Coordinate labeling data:
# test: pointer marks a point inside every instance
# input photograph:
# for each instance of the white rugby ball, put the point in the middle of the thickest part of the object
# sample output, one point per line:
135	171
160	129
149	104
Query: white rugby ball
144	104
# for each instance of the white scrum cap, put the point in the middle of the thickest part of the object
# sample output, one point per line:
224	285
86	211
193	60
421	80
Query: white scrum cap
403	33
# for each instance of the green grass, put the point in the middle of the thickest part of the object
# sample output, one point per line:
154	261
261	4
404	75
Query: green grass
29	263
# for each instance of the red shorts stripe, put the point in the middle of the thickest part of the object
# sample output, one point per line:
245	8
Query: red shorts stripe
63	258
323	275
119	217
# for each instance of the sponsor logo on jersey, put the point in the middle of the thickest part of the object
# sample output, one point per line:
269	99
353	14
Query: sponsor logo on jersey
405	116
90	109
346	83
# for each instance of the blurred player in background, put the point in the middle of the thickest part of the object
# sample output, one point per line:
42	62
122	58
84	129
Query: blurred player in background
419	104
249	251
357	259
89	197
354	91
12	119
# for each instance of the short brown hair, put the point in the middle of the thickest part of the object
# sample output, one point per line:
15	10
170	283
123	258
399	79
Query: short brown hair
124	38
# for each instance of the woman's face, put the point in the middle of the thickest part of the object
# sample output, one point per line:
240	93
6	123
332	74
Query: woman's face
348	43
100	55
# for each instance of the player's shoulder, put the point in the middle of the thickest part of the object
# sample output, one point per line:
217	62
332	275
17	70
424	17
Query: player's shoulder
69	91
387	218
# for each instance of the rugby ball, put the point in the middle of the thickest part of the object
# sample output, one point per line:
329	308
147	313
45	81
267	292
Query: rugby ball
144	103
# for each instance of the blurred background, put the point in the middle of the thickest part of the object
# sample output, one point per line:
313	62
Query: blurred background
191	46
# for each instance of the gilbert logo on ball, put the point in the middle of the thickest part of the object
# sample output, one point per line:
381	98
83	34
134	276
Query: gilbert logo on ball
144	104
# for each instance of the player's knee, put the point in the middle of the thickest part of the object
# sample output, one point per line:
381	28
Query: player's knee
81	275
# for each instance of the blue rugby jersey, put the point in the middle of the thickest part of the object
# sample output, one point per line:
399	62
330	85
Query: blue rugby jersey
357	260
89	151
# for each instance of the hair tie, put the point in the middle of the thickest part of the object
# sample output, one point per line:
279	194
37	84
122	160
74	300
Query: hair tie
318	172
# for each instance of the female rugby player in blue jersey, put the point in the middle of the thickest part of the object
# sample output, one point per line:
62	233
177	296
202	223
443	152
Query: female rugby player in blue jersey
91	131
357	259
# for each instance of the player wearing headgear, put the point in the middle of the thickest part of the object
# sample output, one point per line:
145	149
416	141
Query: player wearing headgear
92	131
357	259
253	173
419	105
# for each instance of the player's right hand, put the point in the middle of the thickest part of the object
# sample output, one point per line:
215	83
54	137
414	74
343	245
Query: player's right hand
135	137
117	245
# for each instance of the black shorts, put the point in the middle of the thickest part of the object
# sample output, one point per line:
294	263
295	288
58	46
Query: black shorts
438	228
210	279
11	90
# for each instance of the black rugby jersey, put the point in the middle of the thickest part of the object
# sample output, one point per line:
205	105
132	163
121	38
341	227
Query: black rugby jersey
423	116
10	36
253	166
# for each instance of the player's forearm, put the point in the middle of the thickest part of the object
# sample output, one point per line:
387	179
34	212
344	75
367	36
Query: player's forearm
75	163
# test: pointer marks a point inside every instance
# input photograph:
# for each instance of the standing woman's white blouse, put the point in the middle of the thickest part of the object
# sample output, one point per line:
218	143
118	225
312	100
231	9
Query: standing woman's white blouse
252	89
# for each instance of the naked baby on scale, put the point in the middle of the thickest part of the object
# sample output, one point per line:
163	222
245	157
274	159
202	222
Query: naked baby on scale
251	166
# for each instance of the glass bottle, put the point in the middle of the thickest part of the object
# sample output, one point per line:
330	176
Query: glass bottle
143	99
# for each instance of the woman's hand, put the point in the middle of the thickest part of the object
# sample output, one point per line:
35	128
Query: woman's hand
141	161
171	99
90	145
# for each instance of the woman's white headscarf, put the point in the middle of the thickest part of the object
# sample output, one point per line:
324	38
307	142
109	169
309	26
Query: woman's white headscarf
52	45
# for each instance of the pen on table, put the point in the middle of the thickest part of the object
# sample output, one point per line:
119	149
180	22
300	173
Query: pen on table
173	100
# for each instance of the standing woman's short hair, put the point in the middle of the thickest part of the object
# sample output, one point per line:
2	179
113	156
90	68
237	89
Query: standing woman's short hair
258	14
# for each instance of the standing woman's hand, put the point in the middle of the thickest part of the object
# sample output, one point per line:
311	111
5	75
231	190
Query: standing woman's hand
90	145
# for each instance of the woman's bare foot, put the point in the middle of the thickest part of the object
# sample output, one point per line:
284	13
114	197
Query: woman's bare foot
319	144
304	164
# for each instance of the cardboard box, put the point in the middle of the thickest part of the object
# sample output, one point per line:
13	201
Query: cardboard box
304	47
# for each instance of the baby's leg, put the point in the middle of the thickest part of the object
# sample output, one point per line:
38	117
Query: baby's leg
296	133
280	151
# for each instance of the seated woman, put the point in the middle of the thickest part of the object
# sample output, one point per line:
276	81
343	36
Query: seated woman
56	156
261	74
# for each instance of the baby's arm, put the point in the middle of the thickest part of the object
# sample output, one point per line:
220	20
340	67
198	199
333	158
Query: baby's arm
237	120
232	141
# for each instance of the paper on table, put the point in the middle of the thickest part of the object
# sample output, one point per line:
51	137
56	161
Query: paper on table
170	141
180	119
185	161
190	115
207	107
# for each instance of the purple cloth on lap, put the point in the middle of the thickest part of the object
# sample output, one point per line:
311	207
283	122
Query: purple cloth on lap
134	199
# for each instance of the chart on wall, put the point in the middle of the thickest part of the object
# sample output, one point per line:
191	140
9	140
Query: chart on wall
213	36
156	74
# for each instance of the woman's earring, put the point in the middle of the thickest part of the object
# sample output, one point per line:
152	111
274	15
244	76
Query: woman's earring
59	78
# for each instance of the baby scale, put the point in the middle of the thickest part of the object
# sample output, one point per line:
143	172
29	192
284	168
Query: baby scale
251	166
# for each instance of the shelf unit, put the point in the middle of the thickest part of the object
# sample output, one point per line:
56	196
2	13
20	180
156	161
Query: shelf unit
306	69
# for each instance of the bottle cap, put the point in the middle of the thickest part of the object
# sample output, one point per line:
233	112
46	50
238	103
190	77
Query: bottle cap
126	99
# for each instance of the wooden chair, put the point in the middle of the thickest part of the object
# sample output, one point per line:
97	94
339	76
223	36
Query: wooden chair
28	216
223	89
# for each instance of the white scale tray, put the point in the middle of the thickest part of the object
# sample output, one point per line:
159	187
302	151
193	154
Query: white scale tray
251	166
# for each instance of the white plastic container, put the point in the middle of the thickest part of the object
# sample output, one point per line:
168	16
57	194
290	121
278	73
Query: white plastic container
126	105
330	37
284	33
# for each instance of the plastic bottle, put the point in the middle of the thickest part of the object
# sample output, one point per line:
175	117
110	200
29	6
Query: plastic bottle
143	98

#### Exercise instructions:
Arrange every line of all the items above as one numbered list, and leave out any blank lines.

#### Exercise result:
1. # test: pointer marks a point inside every instance
2. # input photograph:
3. # for each instance of the white rugby ball, put the point in the middle of the thickest part of the object
4. # sample output, one point per line:
5. 135	171
6. 160	129
7. 149	104
8. Query: white rugby ball
9. 144	104
10. # for each instance of the white scrum cap, put the point in the middle of the thickest part of the object
11. # sample output, one point per line:
12. 224	285
13. 86	211
14. 193	60
15. 421	80
16. Query: white scrum cap
17. 403	33
18. # for each instance of the green grass, put the point in the middle of the thickest part of the object
19. # sample output, one point per line:
20. 154	261
21. 261	4
22. 404	75
23. Query: green grass
24. 29	263
25. # for each instance of the red shorts stripe, put the point in the middle of the thickest part of the object
26. # sample output, one point per line:
27. 245	8
28. Query: red shorts stripe
29. 63	258
30. 323	275
31. 119	217
32. # for each instance of the sponsor logo on jersey, put the point in the middle of the thickest part of the object
33. # sample output, one point per line:
34. 269	99
35. 353	14
36. Query: sponsor logo on jersey
37. 405	116
38. 90	109
39. 346	83
40. # for each instance of the blurred player in background, put the point in the middle of the thickest part of the object
41. # sample output, one point per line:
42. 42	62
43. 122	58
44. 84	129
45. Query: blurred player in background
46. 419	104
47. 249	251
48. 357	259
49. 89	197
50. 354	91
51. 12	119
52. # for each instance of the short brown hair, put the point in the middle of the thickest part of the object
53. # sample output, one point per line:
54. 15	10
55. 170	283
56. 123	258
57. 399	79
58. Query: short brown hair
59. 124	38
60. # for each instance of the woman's face, put the point in the middle of the thickest part of the object
61. # sample output, one point per line:
62. 240	93
63. 6	123
64. 332	74
65. Query: woman's face
66. 348	43
67. 100	55
68. # for each instance of the player's shoulder, put the point in the middle of the thickest part of the object
69. # sample output, one point per line:
70. 217	62
71. 332	275
72. 17	70
73. 424	17
74. Query: player's shoulder
75. 69	91
76. 387	218
77. # for each instance of the rugby ball, put the point in the middle of the thickest part of the object
78. # sample output, one point per line:
79. 329	308
80. 147	313
81. 45	81
82. 267	292
83. Query: rugby ball
84. 144	103
85. # for each instance of the blurred background, put the point in the middle of the thickest part of the object
86. # sample output, one point per line:
87. 313	62
88. Query: blurred background
89. 191	46
90. # for each instance of the gilbert logo on ball, put the point in the middle of the thickest part of the object
91. # sample output, one point per line:
92. 381	98
93. 83	34
94. 134	276
95. Query: gilbert logo on ball
96. 144	104
97. # for each instance of the player's knee, put the point in the middle of the thickest part of the object
98. # sample output, one point per line:
99. 381	28
100. Query: player's knee
101. 81	275
102. # for each instance of the blue rugby jersey, put the point in the middle of the thickest part of the object
103. # sample output, one point per line:
104. 399	62
105. 330	85
106. Query: blue rugby jersey
107. 357	260
108. 89	151
109. # for each instance of the hair tie, put the point in the middle of the thickest part of the object
110. # sample output, one point per line:
111. 279	194
112. 37	84
113. 122	160
114. 74	300
115. Query: hair tie
116. 318	172
117. # for each instance of the female rugby player in blue jersey, put the point in the middle of the thickest part of the object
118. # sample output, one point per line:
119. 62	233
120. 177	296
121. 202	223
122. 443	152
123. Query: female rugby player in blue jersey
124. 91	131
125. 357	259
126. # for each instance of the player wearing headgear, put the point in the middle of the thickest part of the object
127. # sample output, one point per line:
128. 145	149
129. 416	141
130. Query: player wearing headgear
131. 92	131
132. 357	259
133. 253	173
134. 419	105
135. # for each instance of the player's right hand, put the point in the middle of the thickest part of the object
136. # sample output, one point per line:
137. 215	83
138. 54	137
139. 414	74
140. 343	245
141. Query: player's right hand
142. 135	137
143. 117	245
144. # for each instance of the black shorts, put the point in the middle of the thickest part of the object
145. # sample output, one point per line:
146. 294	263
147. 295	288
148. 58	46
149. Query: black shorts
150. 438	228
151. 210	279
152. 11	90
153. # for each instance of the black rugby jersey, put the point in the middle of the thickest part of the object
154. # sample output, one point per line:
155. 205	105
156. 132	163
157. 121	38
158. 341	227
159. Query: black rugby jersey
160. 423	116
161. 10	36
162. 253	166
163. # for each instance of the player's forearm, put the point in the middle of the thickest part of the object
164. # sample output, one point per line:
165. 387	179
166. 34	212
167. 344	75
168. 367	36
169. Query: player's forearm
170. 75	163
171. # test: pointer marks a point inside every instance
172. # input photograph:
173. # for each instance of the standing woman's white blouse, put the point in the middle of the thickest part of the object
174. # sample output, one point per line:
175. 218	143
176. 118	225
177. 312	100
178. 231	9
179. Query: standing woman's white blouse
180. 252	89
181. # for each instance of the naked baby on scale, put the point in the middle of the thickest part of the object
182. # sample output, one point per line:
183. 163	222
184. 245	157
185. 274	159
186. 202	222
187. Query: naked baby on scale
188. 251	166
189. # for each instance of the glass bottle, put the point in the middle of the thickest part of the object
190. # sample output, one point per line:
191. 330	176
192. Query: glass bottle
193. 143	99
194. # for each instance of the woman's hand, put the point in the middle of the thickest part of the object
195. # sample output, one point per line:
196. 35	128
197. Query: woman's hand
198. 141	161
199. 171	99
200. 90	145
201. # for each instance of the woman's white headscarf, put the point in the middle of the thickest part of the object
202. # sample output, one point per line:
203. 324	38
204. 307	142
205. 109	169
206. 309	26
207. Query: woman's white headscarf
208. 52	45
209. # for each instance of the pen on table, put the point in the middle of the thickest part of the object
210. # sample output, one point per line:
211. 119	149
212. 180	22
213. 300	173
214. Query: pen on table
215. 173	100
216. # for each instance of the standing woman's short hair, put the point in the middle of the thickest part of the object
217. # sample output, one point per line:
218. 2	179
219. 113	156
220. 90	68
221. 237	89
222. Query: standing woman's short hair
223. 258	14
224. # for each instance of the standing woman's hand, put the point in the middle of the thickest part of the object
225. # sample output, one point per line:
226. 311	111
227. 5	75
228. 231	190
229. Query: standing woman's hand
230. 90	145
231. # for each instance of the woman's bare foot, put the point in the middle of the thickest part of the object
232. # sample output, one point per line:
233. 284	13
234. 114	197
235. Query: woman's bare foot
236. 319	144
237. 304	164
238. # for each instance of the cardboard box, put the point in the middle of the thickest part of the object
239. # sample output, one point per line:
240. 13	201
241. Query: cardboard box
242. 304	47
243. # for each instance of the baby's leg, put the point in the middle of the thickest part of the object
244. # sample output, one point per line:
245. 38	117
246. Query: baby's leg
247. 296	133
248. 280	151
249. # for each instance of the seated woman, put the point in the middle of the thickest part of the object
250. # sample output, one point per line:
251. 276	81
252. 343	36
253. Query: seated woman
254. 56	156
255. 261	74
256. # for each instance of the baby's arm, put the point in the middle of the thickest part of the object
257. # sample output, one point per line:
258. 220	20
259. 340	67
260. 198	199
261. 333	158
262. Query: baby's arm
263. 237	120
264. 232	141
265. # for each instance of the paper on table, put the point in the middle of the thickest part of the object
266. # sample output, one point per line:
267. 51	137
268. 56	161
269. Query: paper on table
270. 170	141
271. 180	119
272. 185	161
273. 190	115
274. 207	107
275. # for each instance of the purple cloth on lap, put the point in the middle of the thickest part of the object
276. # sample output, one point per line:
277. 311	207
278. 283	122
279. Query: purple cloth on lap
280. 134	199
281. # for each instance of the chart on wall, put the point in the middle of the thickest part of the object
282. # sample output, one point per line:
283. 191	140
284. 9	140
285. Query: chart on wall
286. 213	36
287. 156	74
288. # for each instance of the woman's earring, put the point in the middle of the thickest part of the object
289. # sample output, one point per line:
290. 152	111
291. 274	15
292. 244	76
293. Query: woman's earring
294. 59	78
295. # for each instance of the baby scale, put the point in the middle of the thickest part of the object
296. # sample output, one point per line:
297. 143	172
298. 29	192
299. 284	168
300. Query: baby scale
301. 251	166
302. # for each instance of the shelf unit, put the point in the middle of the thickest part of the object
303. # sample output, one point per line:
304. 56	196
305. 2	13
306. 20	180
307. 156	161
308. Query: shelf unit
309. 306	69
310. # for each instance of the bottle cap, put the point in the middle of the thickest part of the object
311. # sample output, one point per line:
312. 233	112
313. 46	50
314. 238	103
315. 190	77
316. Query: bottle cap
317. 126	99
318. # for each instance of the wooden chair, put the point in the middle of the thickest part of the object
319. # sample output, one point per line:
320. 97	94
321. 339	76
322. 223	36
323. Query: wooden chair
324. 28	216
325. 223	89
326. # for each instance of the white scale tray, put the point in the middle of the thickest part of the object
327. # sample output, one point per line:
328. 159	187
329. 302	151
330. 193	154
331. Query: white scale tray
332. 251	166
333. # for each instance of the white plastic container, put the point in the middle of the thickest part of the object
334. # sample output, one point per line:
335. 168	16
336. 57	194
337. 290	121
338. 278	73
339. Query: white plastic container
340. 126	105
341. 330	37
342. 284	33
343. # for each instance of the plastic bottle, put the point in the middle of the thickest part of the object
344. # sample output, one point per line:
345. 175	117
346. 110	200
347. 29	6
348. Query: plastic bottle
349. 143	98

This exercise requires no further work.